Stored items
———

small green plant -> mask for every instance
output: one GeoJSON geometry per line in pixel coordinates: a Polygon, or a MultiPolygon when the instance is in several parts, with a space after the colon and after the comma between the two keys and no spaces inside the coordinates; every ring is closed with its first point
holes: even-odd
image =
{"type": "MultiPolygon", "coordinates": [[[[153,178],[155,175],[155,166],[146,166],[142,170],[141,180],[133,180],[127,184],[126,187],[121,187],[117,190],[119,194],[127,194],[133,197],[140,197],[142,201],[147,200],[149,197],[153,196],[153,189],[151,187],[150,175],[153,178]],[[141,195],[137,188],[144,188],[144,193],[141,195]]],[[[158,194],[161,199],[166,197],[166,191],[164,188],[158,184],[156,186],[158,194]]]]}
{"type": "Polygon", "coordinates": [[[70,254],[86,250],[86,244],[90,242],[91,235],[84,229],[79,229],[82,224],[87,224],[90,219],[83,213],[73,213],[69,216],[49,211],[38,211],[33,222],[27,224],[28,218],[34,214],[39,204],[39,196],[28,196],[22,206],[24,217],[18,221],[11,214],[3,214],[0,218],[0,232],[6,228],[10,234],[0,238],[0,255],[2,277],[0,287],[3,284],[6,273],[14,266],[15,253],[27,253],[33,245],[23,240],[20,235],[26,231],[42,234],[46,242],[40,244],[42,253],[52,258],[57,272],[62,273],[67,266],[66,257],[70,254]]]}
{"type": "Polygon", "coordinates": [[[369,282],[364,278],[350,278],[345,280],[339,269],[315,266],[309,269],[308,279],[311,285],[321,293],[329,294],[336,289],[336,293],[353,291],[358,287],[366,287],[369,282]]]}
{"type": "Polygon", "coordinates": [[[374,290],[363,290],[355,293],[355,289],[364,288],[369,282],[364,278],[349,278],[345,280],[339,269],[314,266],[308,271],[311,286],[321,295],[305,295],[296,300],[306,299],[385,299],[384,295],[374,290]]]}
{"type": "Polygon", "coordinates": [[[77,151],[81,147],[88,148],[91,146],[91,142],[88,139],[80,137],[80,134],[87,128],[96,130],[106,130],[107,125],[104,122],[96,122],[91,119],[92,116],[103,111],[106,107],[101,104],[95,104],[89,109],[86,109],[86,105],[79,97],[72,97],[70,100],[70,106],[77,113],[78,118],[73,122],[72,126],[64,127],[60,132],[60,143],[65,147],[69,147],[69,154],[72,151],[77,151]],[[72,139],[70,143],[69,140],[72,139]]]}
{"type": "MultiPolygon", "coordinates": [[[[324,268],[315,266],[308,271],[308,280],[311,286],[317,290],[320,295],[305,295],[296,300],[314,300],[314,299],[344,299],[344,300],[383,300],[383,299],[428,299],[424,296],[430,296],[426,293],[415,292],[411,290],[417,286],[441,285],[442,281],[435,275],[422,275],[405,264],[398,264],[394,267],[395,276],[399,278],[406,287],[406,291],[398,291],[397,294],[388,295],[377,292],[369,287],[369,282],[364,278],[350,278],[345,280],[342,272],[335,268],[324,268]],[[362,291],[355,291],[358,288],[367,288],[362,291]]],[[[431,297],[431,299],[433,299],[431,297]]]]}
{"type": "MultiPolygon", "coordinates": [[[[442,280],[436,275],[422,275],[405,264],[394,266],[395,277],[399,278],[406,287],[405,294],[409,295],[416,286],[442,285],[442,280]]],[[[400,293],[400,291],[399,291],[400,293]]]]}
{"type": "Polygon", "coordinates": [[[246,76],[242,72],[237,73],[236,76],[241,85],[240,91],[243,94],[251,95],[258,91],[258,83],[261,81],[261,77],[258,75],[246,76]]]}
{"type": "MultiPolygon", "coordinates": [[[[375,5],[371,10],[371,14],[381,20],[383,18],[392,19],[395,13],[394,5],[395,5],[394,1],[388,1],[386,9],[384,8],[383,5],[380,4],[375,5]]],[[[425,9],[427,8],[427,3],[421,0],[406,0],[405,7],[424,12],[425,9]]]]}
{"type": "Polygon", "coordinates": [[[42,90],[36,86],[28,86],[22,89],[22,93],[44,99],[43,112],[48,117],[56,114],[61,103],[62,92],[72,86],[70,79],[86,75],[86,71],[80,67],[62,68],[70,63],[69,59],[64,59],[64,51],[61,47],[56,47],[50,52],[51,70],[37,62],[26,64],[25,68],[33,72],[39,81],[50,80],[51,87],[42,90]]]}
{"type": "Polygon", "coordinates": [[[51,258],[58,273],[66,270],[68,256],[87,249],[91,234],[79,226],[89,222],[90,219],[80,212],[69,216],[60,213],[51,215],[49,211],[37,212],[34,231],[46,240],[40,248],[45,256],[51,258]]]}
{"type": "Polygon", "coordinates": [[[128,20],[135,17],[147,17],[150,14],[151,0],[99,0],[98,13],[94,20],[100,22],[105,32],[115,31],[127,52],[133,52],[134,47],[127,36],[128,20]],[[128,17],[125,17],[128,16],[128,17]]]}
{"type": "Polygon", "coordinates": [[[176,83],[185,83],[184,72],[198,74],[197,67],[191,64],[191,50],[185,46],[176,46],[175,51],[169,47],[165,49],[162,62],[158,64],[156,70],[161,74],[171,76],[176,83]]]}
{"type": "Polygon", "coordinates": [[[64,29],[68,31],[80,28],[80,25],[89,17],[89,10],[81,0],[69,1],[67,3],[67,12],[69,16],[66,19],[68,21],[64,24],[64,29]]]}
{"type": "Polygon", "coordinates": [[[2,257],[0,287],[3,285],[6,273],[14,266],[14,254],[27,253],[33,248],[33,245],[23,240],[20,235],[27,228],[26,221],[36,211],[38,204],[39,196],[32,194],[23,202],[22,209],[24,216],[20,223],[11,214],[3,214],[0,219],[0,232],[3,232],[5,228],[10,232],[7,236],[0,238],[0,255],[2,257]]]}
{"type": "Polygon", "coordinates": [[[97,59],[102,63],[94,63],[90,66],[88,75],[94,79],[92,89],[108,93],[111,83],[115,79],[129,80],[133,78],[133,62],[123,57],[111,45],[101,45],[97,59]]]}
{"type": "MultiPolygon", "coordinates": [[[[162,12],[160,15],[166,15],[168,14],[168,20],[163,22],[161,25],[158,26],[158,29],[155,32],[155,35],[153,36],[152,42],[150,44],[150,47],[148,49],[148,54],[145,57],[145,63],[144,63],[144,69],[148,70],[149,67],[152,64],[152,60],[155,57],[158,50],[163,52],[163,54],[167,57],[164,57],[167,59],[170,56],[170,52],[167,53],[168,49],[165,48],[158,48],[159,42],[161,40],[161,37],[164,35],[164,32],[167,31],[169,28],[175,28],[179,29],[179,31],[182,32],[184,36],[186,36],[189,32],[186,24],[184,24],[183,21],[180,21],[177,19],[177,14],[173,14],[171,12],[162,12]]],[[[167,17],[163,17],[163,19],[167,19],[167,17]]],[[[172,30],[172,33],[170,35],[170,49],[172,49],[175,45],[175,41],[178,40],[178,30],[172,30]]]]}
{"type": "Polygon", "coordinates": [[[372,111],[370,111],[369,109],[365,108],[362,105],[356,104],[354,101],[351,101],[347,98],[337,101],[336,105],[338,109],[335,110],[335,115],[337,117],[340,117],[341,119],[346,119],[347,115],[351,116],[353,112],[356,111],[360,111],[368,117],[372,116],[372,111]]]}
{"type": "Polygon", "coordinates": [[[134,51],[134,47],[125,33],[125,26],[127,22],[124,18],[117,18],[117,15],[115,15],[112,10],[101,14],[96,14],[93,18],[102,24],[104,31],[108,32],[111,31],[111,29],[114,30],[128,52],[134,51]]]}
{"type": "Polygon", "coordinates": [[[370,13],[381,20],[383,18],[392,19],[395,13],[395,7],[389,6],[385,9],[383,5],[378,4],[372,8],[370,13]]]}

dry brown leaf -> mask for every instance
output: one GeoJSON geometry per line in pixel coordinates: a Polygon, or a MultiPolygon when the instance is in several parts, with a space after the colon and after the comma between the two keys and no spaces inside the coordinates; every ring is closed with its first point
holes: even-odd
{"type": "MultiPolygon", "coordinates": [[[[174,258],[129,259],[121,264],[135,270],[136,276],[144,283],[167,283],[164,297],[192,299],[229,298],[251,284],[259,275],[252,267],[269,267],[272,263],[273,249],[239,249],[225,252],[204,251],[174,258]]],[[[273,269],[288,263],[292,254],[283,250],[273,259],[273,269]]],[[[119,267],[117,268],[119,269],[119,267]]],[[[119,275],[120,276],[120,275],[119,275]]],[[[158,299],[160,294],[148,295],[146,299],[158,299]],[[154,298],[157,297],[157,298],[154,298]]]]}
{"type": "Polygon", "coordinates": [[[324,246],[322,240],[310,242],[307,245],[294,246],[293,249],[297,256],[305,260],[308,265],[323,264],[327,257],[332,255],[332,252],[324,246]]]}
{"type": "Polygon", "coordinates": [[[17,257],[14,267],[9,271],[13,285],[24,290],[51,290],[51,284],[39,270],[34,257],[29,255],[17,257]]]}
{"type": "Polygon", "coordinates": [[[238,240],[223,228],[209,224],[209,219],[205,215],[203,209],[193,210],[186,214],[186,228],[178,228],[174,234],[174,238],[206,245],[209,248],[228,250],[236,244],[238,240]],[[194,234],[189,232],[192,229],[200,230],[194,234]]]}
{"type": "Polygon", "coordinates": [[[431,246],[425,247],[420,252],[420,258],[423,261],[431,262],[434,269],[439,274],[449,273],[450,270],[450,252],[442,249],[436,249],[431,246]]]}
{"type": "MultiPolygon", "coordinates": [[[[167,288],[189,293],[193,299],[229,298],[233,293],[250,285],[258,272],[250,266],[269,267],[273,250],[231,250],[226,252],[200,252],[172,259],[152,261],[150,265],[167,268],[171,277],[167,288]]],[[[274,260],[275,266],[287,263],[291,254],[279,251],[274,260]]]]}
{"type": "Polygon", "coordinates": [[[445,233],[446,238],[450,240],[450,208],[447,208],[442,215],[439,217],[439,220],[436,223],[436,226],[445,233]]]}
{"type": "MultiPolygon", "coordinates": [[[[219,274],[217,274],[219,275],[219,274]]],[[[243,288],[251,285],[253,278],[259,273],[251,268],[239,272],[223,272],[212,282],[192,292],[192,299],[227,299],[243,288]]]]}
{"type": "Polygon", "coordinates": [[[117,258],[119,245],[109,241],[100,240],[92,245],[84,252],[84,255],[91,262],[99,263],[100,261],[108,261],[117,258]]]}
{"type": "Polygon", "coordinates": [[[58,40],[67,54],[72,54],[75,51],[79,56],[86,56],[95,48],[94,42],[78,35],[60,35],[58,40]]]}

———

In the records, which lines mention the word "mask"? Copy those lines.

small green plant -> mask for every instance
dry brown leaf -> mask for every instance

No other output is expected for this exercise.